# [Exercise directions]
In the court order below, which federal statute does the plaintiff claim his employer violated?

# [Text segment]
______________________________

Opinion
Civil Action No. 20-cv-00414-KMT
03-30-2020
ORDER
Before the court is the parties' "Stipulation to Arbitrate and Joint Motion to Stay Action Pending Conclusion of Arbitration." (["Motion"], Doc. No. 6.) For the following reasons, the motion to stay is GRANTED.
In this case, Plaintiff Michael Brenner asserts claims against his employer, Defendant United Healthcare Services, Inc., for violations of the Fair Labor Standards Act ["FLSA"], 29 U.S.C. § 201 et seq.. (["Complaint"], Doc. No. 1 at 1, 5-6.) In the present Motion, the parties assert that a UnitedHealth Group Employment Arbitration Policy ["Arbitration Policy"], which was signed by Plaintiff, requires that Plaintiff's claims be submitted to binding arbitration. (Mot. 1-2; see Mot. Ex. A.) The parties contend that, pursuant to the terms of the Arbitration Policy, as well as the Federal Arbitration Act ["FAA"], 9 U.S.C. § 1 et seq., this case must be stayed, "pending an arbitrable resolution" of the dispute. (Mot. 2.)
The Federal Rules of Civil Procedure do not expressly provide for a stay of proceedings. Rule 26(c), however, permits a court to "make an order which justice requires to protect a party . . . from annoyance, embarrassment, oppression, or undue burden or expense." Fed. R. Civ. P. 26(c). Further, "[t]he power to stay proceedings is incidental to the power inherent in every court to control the disposition of the causes on its docket with economy of time and effort for itself, for counsel, and for litigants." Landis v. N. Am. Co., 299 U.S. 248, 254-55 (1936) (citing Kan. City S. Ry. Co. v. United States, 282 U.S. 760, 763 (1931)).

______________________________

# [Dataset excerpt]
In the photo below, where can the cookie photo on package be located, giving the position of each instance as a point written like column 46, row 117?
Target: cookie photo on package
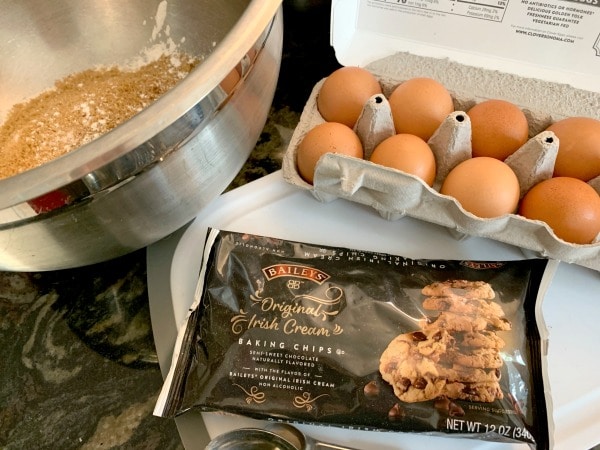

______________________________

# [Result]
The Fair Labor Standards Act (FLSA), 29 U.S.C. § 201 et seq.